The Daily Briefing editorial team highlights several interesting health care stories and studies that didn't quite make this week's Briefing. What are you reading this weekend? Let us know in the comments or on Twitter.
Rachel Schulze's reads
Why you can't look away from that cute animal video: If you've ever wondered why you just can't look away from that video of a kitten batting around a ball of yarn, Time's Jeffrey Kluger has the answer: Evolution. Baby-like features, such as big eyes and plump limbs, are the same across the animal kingdom, Kluger explains, and those features trigger a "deep need to cuddle and nurture and protect ... because cuddling and nurturing and protecting is precisely what helpless infants require if they're going to survive." According to Kluger, if the impulse didn't feel so good, infant animals in the wild would be neglected, opening up the potential for danger.
A miraculous landing: A small plane made a crash-landing near Seattle Tuesday, and no one was injured. According to a description the Federal Aviation Administration gave to local news, the plane started to lose power shortly after takeoff and the pilot was unable to restart the engine. The pilot responded by using a road as a runway, causing about 9,000 people to lose power—but not a single injury.
Marcelle Maginnis' reads
What would happen if you stopped eating vegetables? Most Americans fall short when it comes to eating the recommended two-to-three cups of vegetables per day, but what would happen if you just stopped eating them completely? According to dietician Georgie Fear, vegetables protect your cells from DNA damage, curb inflammation, and fight off carcinogens—hold off on those benefits long enough, and you could suffer from heart disease, diabetes, certain cancers, and potentially vision loss. But those symptoms would take years to develop; first, you'd likely experience constipation and bloating from the lack of fiber, an uptick in weight, a decrease in energy levels, a weakened immune system, and potential vitamin deficiencies.
So you've taken a vow of silence. Here's what happens next. When you say something thoughtless or embarrassing, it's tempting to wish you'd never spoken at all—but what would happen to your body if you really did keep your vow of silence? According to Anil Lalwani, an otolaryngologist at Columbia University, the laryngeal muscle would weaken from lack of use, a condition called presbylaryngis. Eventually, those weak muscles can result in a quieter voice, a higher pitch, a more hollow tone, and increased difficulty speaking. But you can always change your mind: The laryngeal muscle is located in the throat, which you use to breathe and eat, so it won't completely atrophy—meaning with enough practice, you could pick right up where you left off.

-.-.-

Reproduce word for word the stretch of the reading list from "Rachel Schulze's reads" through "potential for danger.". The rows come from a source unrelated to the reading list.

-.-.-

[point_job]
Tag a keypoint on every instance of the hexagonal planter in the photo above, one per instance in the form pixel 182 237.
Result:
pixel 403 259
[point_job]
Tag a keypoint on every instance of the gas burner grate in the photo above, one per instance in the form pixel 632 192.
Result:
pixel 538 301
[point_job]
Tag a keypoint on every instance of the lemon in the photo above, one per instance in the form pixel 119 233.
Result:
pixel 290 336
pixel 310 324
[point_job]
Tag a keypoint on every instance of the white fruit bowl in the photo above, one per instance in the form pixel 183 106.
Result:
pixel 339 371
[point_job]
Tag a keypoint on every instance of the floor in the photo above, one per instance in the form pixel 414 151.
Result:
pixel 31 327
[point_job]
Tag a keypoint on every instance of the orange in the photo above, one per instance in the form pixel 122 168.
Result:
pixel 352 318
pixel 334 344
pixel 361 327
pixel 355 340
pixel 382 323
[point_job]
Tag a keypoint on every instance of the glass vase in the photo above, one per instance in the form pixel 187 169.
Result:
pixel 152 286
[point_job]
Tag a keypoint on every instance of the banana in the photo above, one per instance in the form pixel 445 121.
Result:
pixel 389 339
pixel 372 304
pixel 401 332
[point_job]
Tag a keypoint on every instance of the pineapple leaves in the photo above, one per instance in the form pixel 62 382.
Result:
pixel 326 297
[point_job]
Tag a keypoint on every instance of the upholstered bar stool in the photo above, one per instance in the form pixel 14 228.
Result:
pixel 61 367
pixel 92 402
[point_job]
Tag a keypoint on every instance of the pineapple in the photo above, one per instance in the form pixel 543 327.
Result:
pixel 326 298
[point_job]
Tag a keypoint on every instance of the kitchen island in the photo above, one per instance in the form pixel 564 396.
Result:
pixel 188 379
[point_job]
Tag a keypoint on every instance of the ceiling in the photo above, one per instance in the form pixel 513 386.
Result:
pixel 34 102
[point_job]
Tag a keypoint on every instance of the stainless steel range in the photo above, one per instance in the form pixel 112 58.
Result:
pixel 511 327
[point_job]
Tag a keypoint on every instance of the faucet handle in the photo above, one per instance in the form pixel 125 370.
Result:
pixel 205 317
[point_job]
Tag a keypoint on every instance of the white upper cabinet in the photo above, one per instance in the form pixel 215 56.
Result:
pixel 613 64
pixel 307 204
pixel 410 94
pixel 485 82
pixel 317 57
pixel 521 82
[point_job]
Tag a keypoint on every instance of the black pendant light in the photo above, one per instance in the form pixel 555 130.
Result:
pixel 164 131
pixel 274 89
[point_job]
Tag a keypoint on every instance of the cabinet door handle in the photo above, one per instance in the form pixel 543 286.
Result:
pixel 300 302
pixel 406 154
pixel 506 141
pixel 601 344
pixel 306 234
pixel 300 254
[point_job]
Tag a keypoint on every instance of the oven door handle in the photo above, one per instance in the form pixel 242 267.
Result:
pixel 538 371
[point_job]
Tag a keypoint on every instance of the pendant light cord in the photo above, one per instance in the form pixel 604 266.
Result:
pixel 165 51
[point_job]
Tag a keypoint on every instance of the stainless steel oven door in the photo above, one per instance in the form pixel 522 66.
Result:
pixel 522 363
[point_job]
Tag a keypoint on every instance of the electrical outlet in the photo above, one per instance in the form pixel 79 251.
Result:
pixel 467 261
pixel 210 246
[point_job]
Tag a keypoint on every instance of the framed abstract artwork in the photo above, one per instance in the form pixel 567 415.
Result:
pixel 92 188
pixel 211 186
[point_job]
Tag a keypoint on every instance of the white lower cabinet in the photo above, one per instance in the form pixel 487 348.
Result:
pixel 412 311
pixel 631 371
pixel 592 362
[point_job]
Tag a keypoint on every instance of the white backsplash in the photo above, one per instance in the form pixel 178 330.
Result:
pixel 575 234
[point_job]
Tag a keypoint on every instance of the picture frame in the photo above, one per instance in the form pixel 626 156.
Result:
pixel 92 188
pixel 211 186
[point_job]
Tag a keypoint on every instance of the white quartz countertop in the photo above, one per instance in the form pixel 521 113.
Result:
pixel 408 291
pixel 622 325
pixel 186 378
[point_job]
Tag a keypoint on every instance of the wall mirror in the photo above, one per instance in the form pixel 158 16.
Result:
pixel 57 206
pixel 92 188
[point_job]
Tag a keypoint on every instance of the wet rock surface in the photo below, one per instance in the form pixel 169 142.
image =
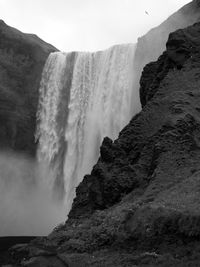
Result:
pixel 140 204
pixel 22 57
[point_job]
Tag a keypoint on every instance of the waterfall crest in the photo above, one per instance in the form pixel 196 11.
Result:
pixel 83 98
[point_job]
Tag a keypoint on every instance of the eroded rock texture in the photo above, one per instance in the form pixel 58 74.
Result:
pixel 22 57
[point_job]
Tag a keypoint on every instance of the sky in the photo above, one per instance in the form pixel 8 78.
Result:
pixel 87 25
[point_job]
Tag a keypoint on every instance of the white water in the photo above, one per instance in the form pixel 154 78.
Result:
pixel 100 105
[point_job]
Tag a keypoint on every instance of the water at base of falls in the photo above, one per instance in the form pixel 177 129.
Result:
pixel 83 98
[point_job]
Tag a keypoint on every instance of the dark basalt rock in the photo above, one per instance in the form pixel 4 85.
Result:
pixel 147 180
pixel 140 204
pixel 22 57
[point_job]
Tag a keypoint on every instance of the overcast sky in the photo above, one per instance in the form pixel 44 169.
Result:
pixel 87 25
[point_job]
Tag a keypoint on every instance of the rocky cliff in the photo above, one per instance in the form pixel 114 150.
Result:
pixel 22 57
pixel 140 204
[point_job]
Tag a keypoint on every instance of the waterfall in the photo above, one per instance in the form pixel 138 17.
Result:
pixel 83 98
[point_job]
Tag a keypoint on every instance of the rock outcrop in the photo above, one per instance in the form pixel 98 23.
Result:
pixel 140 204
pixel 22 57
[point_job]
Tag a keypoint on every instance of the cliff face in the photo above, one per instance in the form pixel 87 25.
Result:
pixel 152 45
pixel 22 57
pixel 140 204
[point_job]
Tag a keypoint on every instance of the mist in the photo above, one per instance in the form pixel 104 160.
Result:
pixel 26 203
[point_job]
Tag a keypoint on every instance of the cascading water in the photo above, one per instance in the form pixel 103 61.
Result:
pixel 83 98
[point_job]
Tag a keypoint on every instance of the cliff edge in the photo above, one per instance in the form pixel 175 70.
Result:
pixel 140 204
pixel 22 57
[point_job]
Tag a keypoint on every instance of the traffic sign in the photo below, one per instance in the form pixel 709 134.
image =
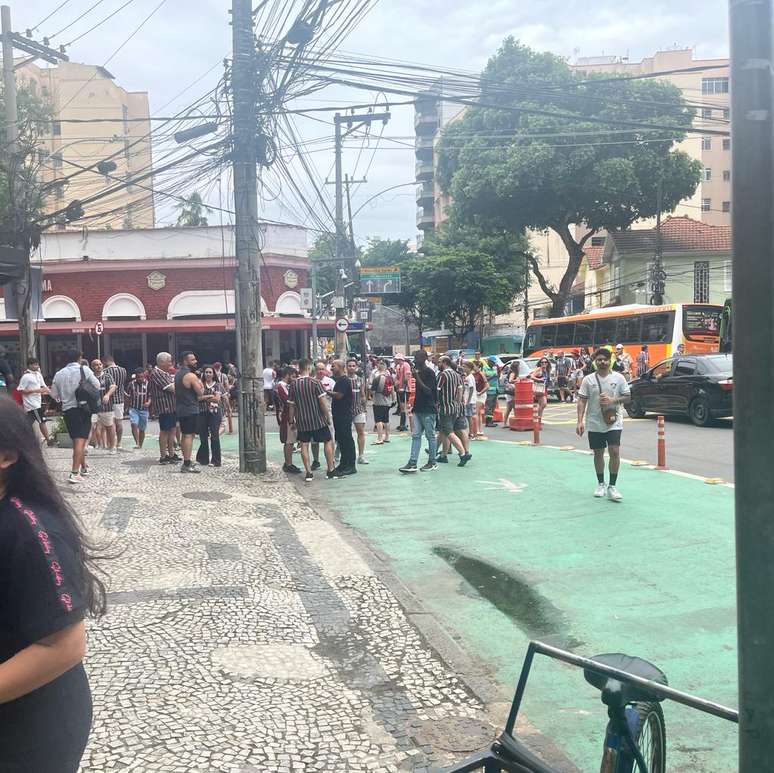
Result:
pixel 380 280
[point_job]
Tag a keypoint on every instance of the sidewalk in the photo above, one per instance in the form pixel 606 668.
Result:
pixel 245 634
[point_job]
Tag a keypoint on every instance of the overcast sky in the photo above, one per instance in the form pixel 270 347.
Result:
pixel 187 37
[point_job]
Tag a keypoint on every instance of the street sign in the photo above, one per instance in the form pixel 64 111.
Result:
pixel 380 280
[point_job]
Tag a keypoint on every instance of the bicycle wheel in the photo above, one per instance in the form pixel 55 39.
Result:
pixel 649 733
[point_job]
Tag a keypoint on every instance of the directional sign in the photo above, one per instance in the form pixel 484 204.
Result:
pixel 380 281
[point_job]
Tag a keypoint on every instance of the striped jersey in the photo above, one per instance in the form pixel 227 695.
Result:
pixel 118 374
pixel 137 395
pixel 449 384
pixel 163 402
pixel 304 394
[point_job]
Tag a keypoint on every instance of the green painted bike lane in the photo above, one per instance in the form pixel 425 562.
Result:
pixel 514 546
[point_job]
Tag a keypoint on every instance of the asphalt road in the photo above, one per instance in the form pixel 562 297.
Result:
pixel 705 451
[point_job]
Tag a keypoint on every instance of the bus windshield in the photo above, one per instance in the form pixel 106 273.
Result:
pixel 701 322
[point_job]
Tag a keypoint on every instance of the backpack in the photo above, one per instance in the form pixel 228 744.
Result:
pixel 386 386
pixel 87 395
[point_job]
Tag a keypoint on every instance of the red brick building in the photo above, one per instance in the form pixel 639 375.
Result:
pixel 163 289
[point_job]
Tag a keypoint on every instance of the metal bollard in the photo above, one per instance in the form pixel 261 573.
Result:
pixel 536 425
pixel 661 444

-.-.-

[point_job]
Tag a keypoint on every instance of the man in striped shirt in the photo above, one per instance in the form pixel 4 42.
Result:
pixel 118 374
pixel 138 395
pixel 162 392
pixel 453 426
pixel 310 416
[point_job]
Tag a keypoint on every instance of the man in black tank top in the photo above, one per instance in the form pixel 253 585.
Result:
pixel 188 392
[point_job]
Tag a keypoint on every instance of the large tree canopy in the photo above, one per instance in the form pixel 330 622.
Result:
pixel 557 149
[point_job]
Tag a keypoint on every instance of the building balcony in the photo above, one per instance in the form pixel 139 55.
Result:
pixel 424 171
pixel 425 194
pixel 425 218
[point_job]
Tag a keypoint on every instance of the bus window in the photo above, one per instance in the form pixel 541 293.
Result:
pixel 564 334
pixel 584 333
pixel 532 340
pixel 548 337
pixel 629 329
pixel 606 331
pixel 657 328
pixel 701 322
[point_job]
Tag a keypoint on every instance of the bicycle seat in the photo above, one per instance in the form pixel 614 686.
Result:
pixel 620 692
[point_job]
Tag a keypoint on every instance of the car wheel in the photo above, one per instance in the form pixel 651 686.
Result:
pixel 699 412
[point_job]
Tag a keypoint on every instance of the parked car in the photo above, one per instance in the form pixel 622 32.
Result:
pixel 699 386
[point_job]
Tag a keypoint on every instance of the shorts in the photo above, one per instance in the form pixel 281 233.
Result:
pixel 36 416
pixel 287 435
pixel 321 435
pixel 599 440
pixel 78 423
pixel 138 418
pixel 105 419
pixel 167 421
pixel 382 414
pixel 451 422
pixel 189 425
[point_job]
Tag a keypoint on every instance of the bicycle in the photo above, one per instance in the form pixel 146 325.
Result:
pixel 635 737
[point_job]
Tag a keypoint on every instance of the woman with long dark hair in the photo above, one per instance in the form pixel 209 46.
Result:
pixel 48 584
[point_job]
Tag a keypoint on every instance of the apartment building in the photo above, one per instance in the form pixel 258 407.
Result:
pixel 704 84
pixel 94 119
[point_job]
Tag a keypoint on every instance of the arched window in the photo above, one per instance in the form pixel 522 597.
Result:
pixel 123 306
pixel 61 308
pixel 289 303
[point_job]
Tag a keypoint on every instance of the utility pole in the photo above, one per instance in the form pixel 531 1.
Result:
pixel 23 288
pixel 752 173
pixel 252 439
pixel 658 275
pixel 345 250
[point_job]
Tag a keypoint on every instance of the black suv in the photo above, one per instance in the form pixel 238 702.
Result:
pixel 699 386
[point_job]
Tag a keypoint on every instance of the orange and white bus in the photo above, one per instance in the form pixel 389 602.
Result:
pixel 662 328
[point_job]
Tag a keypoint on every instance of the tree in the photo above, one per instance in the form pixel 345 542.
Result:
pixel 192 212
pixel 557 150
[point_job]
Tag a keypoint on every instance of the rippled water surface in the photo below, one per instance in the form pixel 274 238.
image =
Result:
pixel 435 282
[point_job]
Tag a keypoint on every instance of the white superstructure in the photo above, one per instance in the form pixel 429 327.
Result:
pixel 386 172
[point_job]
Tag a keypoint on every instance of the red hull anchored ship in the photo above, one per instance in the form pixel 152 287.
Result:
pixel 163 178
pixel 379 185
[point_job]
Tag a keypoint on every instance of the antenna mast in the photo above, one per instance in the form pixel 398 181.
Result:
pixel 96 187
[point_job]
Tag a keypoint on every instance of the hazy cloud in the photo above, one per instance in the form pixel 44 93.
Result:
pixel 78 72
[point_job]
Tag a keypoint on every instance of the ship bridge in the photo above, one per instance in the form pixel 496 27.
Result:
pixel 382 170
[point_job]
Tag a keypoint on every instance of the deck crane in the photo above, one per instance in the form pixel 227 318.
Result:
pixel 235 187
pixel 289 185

-.-.-

| Exercise response |
Rachel Schulze's reads
Why you can't look away from that cute animal video: If you've ever wondered why you just can't look away from that video of a kitten batting around a ball of yarn, Time's Jeffrey Kluger has the answer: Evolution. Baby-like features, such as big eyes and plump limbs, are the same across the animal kingdom, Kluger explains, and those features trigger a "deep need to cuddle and nurture and protect ... because cuddling and nurturing and protecting is precisely what helpless infants require if they're going to survive." According to Kluger, if the impulse didn't feel so good, infant animals in the wild would be neglected, opening up the potential for danger.